EXERCISE OBJECTIVE: Express the records from the line containing "of the grassy" through the end of the records as a two-column CSV with the headers task and value. Give one row per record, putting its text under task and its answer under value, and put each field in quotation marks with line breaks replaced by spaces.

RECORDS FOR THIS EXERCISE:

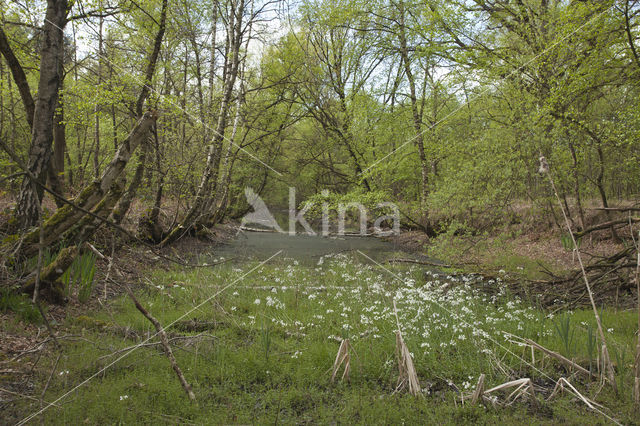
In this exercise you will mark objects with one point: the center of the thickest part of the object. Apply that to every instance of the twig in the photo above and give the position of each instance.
(636, 363)
(46, 386)
(544, 167)
(26, 396)
(555, 355)
(165, 344)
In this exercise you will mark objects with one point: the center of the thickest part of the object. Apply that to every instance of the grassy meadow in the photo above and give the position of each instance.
(258, 348)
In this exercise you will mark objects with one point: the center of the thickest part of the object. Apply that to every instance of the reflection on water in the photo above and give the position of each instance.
(303, 248)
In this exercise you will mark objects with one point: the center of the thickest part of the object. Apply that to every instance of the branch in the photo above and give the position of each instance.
(165, 344)
(19, 76)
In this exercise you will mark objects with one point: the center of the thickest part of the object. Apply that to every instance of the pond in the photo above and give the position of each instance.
(306, 249)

SOLUTION TO THIS PROBLEM:
task,value
"In this exercise you will mark objects with one point: the center of the thickest part of the object. Apply that to every instance of the grassy meadow in the photo above and give the position of each instance.","(258, 348)"
"In this exercise you will mark objects with one point: the center of the thickest part of the object. Apply that to every instance of the reflection on water in the photo above and give the position of each instance.","(303, 248)"
"In this exercise you will mark objects with one point: the center of the thickest part of the object. Apply that to every instance of the branch in the photo above and give the position of each instance.","(165, 344) (19, 76)"
"In this exercise you will mark objects with one point: the center of the thickest part of the object. Apply that to every instance of the pond in the photo above and give the position of each instance.","(306, 249)"